LISTED RECORDS -

================================

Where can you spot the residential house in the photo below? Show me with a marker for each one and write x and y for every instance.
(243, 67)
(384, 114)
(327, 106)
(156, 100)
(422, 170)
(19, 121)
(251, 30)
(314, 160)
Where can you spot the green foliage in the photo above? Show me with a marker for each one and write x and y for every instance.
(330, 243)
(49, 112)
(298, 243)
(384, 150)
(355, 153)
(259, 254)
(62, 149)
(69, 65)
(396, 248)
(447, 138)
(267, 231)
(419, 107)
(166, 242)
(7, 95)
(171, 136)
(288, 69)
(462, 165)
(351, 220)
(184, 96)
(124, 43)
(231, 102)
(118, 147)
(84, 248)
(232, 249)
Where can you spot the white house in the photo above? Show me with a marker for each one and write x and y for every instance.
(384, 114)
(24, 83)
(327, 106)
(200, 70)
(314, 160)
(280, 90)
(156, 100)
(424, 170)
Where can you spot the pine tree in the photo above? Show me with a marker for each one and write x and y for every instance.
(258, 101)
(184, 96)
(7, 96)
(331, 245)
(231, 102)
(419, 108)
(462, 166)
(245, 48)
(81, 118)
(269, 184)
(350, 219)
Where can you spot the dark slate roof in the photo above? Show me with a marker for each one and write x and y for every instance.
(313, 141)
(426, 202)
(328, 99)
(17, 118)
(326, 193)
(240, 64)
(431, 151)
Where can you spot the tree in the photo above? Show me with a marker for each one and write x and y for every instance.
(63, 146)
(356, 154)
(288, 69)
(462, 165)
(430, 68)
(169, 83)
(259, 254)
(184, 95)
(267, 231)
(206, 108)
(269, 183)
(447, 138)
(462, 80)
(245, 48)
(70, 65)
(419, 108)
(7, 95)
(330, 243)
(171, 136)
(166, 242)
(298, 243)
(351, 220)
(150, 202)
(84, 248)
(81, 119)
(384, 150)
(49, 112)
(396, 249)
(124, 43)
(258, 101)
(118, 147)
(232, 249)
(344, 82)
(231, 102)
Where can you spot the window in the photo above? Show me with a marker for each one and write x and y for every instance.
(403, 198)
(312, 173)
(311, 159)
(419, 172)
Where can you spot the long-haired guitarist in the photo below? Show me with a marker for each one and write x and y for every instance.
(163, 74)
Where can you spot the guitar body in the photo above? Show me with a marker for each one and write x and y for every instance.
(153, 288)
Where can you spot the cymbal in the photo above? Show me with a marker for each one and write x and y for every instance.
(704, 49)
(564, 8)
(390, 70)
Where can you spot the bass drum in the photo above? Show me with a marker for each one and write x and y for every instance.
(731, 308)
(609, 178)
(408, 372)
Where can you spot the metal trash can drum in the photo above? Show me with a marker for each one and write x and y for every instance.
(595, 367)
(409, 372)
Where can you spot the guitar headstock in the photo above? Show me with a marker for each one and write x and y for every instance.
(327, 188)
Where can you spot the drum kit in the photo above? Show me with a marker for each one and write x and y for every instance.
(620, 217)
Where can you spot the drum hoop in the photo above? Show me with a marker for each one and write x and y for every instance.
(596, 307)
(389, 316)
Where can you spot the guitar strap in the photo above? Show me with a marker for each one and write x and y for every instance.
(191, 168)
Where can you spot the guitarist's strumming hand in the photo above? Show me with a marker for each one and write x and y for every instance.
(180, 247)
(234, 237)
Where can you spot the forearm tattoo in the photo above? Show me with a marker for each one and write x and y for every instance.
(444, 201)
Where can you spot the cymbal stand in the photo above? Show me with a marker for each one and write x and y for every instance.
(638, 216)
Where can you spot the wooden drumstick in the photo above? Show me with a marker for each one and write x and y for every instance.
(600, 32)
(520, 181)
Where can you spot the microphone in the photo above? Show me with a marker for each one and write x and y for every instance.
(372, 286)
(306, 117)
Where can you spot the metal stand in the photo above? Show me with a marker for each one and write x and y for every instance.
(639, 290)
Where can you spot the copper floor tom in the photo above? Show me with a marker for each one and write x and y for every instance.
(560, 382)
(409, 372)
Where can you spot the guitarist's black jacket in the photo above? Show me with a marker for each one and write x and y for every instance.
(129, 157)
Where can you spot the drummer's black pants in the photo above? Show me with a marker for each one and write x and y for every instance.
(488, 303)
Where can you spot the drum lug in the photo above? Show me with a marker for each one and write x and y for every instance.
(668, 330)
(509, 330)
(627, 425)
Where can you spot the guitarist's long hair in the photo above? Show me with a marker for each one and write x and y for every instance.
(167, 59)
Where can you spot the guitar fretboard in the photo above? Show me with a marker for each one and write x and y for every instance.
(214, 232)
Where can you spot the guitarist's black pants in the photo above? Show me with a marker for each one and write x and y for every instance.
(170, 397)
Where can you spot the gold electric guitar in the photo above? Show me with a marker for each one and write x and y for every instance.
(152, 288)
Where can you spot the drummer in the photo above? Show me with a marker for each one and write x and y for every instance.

================================

DIRECTIONS FOR THIS TASK - The full listing above needs to be retyped exactly.

ANSWER SECTION -
Where can you spot the residential house in the photo below? Show me with a marker for each one and write x and y for every instance.
(243, 67)
(384, 114)
(327, 106)
(156, 100)
(422, 170)
(19, 121)
(251, 30)
(314, 160)
Where can you spot the green foliage in the photo above? Show me with a marker for each one and write x and y for every instance.
(330, 243)
(49, 112)
(298, 243)
(384, 150)
(355, 153)
(259, 254)
(62, 149)
(69, 65)
(396, 248)
(447, 138)
(267, 231)
(419, 107)
(166, 242)
(7, 95)
(171, 136)
(288, 69)
(462, 165)
(351, 220)
(184, 96)
(124, 43)
(231, 102)
(118, 147)
(84, 248)
(232, 249)
Where can you spot the white house in the photo above? Show me with a marker for each one and write x and y for every instance.
(384, 114)
(24, 83)
(327, 106)
(200, 70)
(314, 160)
(280, 90)
(156, 100)
(424, 170)
Where can you spot the pine tree in the photo above? Show me with a marker for each one and write x and y for every instance.
(258, 101)
(184, 96)
(7, 96)
(331, 245)
(231, 102)
(419, 108)
(462, 166)
(245, 48)
(81, 118)
(269, 184)
(350, 219)
Where can you spot the dark slate roof in the photo above? Show me with a marker for each one and write x and y for every instance.
(313, 141)
(426, 202)
(328, 99)
(17, 118)
(326, 193)
(240, 64)
(431, 151)
Where can you spot the tree in the photo above? Show me with a marker for each one and write x and y for every instance.
(63, 146)
(356, 154)
(288, 69)
(462, 165)
(430, 68)
(169, 83)
(259, 254)
(184, 95)
(267, 231)
(206, 108)
(269, 183)
(447, 138)
(462, 80)
(245, 48)
(70, 65)
(419, 108)
(7, 95)
(330, 243)
(171, 136)
(166, 242)
(298, 243)
(351, 220)
(150, 202)
(84, 248)
(81, 119)
(384, 150)
(49, 112)
(396, 249)
(124, 43)
(258, 101)
(118, 147)
(232, 249)
(344, 82)
(231, 102)
Where can you spot the window in the photo above? Show me with a marker for each one and write x and y for every instance.
(403, 198)
(312, 173)
(311, 159)
(419, 172)
Where can you spot the long-haired guitarist in the photo below? Show me with a marker for each one and write x and y for every instance.
(163, 74)
Where can you spot the guitar body in the photo above? Show me with a marker for each one and write x and y for every instance.
(153, 288)
Where can you spot the cymbal in the photo above? Show me with a marker for each one and write x and y for every instance.
(704, 49)
(564, 8)
(390, 70)
Where can you spot the bass drum in the photo above? Show me with a marker for each one and write x and y for every instance.
(731, 308)
(609, 178)
(408, 372)
Where can you spot the metal trash can drum in the photo above? Show me with a marker for each one and write x and y for every instance.
(595, 367)
(409, 372)
Where can you spot the guitar headstock in the photo above? Show me with a marker for each one and write x and y for every instance.
(327, 188)
Where can you spot the drum kit in the photo above? Show me with a marker for each one and write x and y for every instance.
(620, 217)
Where can you spot the drum hoop in the photo above? Show me with a marker for each one and write x and y for every instance.
(596, 307)
(389, 316)
Where can you spot the guitar strap in the photo above? Show me with a marker for each one and write x and y for every instance.
(191, 168)
Where can you spot the guitarist's strumming hand in the photo above? Show me with a marker for each one and write x and y for every instance.
(180, 247)
(234, 237)
Where can you spot the forearm tattoo in the photo above? Show me with a marker for each one and write x and y for every instance.
(444, 201)
Where can you spot the cymbal stand in the photo above? Show me with a marker for each one and write x and y for every instance.
(638, 216)
Where can you spot the wooden drumstick in the photo above? Show me with a marker for each one and write x and y for every instance.
(600, 32)
(520, 181)
Where can you spot the microphone in the photo above? Show me with a marker for each one and write x and y for every instance.
(372, 286)
(306, 117)
Where can you spot the metal stand in the photo above? Show me with a marker for each one and write x and y for every instance.
(639, 290)
Where can you spot the copper floor tom in the photo above? Show me with a marker for each one and write x and y for every instance.
(560, 382)
(409, 372)
Where can you spot the guitarist's black jacket in the photo above? Show me with a marker for each one and write x and y for every instance.
(129, 157)
Where can you spot the drummer's black pants in the photo above? Show me with a marker for each one and write x and y for every instance.
(488, 303)
Where can you spot the drum lug in the photo above? Show me with a marker for each one and write x and y for every instance.
(668, 330)
(509, 330)
(627, 425)
Where can you spot the guitarist's long hair in the photo above? Show me with a marker for each one and write x and y for every instance.
(167, 59)
Where can you spot the guitar fretboard in the photo above? Show me with a marker for each one and write x and y for every instance.
(214, 232)
Where can you spot the guitarist's black pants in the photo above? Show me with a marker for each one and write x and y for every instance.
(170, 397)
Where can you spot the gold electric guitar in the photo above? Show me with a marker for each one and write x and y for every instance.
(152, 288)
Where can you spot the drummer in the photo above? Show me with a marker for each one and write x and y for every instance.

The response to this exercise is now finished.